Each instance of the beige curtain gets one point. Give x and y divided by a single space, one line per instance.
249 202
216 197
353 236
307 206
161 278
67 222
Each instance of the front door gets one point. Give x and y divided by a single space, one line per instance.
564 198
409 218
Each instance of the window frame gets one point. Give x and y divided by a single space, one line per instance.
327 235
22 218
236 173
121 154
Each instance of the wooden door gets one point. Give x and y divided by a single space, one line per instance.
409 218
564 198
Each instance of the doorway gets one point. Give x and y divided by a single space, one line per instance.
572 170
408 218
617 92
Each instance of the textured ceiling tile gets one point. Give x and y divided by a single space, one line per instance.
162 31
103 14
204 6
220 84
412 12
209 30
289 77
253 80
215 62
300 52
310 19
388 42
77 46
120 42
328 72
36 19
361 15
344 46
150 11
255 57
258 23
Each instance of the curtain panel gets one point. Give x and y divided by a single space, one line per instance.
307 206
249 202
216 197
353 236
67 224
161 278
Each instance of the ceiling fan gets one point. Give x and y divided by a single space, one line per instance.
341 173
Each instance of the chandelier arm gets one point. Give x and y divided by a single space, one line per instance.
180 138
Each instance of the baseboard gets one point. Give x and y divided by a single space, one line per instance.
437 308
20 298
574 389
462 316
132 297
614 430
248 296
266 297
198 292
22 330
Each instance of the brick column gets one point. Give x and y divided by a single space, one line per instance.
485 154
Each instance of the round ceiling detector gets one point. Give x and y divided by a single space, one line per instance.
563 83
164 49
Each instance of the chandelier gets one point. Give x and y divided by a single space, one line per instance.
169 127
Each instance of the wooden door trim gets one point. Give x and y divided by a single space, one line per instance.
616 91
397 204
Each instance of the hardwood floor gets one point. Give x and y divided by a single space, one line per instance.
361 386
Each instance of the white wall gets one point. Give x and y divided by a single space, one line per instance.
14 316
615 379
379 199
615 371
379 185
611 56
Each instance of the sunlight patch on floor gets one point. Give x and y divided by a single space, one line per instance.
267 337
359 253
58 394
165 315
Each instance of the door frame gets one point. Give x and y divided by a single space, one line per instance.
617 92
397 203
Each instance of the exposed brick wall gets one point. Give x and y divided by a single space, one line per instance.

------------------------------

Arrange every line of the entries above as a numbered list, leaving out any blank lines.

## [EXERCISE ANSWER]
1. Each instance of the beige curtain gets one point. Give x and y divided by a single space, one line per instance.
2. 249 202
3. 216 197
4. 353 236
5. 307 206
6. 161 278
7. 67 222
8. Each instance of the front door gets one point. Give x and y divided by a single space, one line per instance.
9. 564 198
10. 409 218
11. Each instance of the window frame gets one point. Give x and y divided by a single space, one line per instance.
12. 327 235
13. 22 218
14. 236 173
15. 121 154
16. Each instance of the wooden door gets one point. Give x and y divided by a single space, one line per instance.
17. 409 218
18. 564 198
19. Each instance of the doorway gets one point. Give x and y divided by a single space, one line per instance.
20. 572 170
21. 408 218
22. 617 92
23. Each instance of the textured ceiling tile gets one point. Give x and y divided by a single space, one line per instance.
24. 162 31
25. 103 14
26. 204 6
27. 220 84
28. 412 12
29. 209 30
30. 289 77
31. 253 80
32. 215 62
33. 300 52
34. 310 19
35. 388 42
36. 77 46
37. 120 42
38. 328 72
39. 36 19
40. 361 15
41. 344 46
42. 150 11
43. 255 57
44. 258 23
45. Each instance of the curtain panel gets one point. Give x and y divided by a single space, one line per instance.
46. 307 206
47. 249 202
48. 216 197
49. 353 236
50. 67 224
51. 161 278
52. Each instance of the ceiling fan gets one point. Give x and y divided by a single space, one line per instance.
53. 341 173
54. Each instance of the chandelier arm gets one point. Give x and y divided by a single space, one line per instance.
55. 180 138
56. Each instance of the baseboard gets one point. Give x and y divided by a single space, one line per instance.
57. 437 308
58. 20 298
59. 574 389
60. 462 316
61. 132 297
62. 614 430
63. 248 296
64. 266 297
65. 198 292
66. 22 330
67. Each instance of the brick column gets one point. Give x and y divided by a single space, one line per instance.
68. 485 154
69. Each instance of the round ceiling detector gets one point. Give x and y divided by a single space, one line per instance.
70. 563 83
71. 164 49
72. Each instance of the chandelier gets one point. Give x and y divided by a single space, one line per instance.
73. 169 127
74. Each instance of the wooden door trim gets one point. Give x and y divided by a single space, one line per instance.
75. 616 91
76. 397 204
77. Each instance of the hardwood floor gets one point. Give x and y divided by a single space, one line per instance.
78. 361 386
79. Each instance of the white wall gets one point. Give x and y divided by a single space, one line per instance.
80. 14 316
81. 615 379
82. 379 199
83. 615 371
84. 379 185
85. 611 56
86. Each instance of the sunlight patch on floor gets one point. Give x and y divided by a single space, one line per instance.
87. 267 337
88. 359 253
89. 58 394
90. 165 315
91. Each instance of the door frame gets one point. Give x and y divided by a single space, one line per instance.
92. 617 92
93. 397 203
94. Each instance of the exposed brick wall gets one point. Give x and y divided by a single space, one line per instance.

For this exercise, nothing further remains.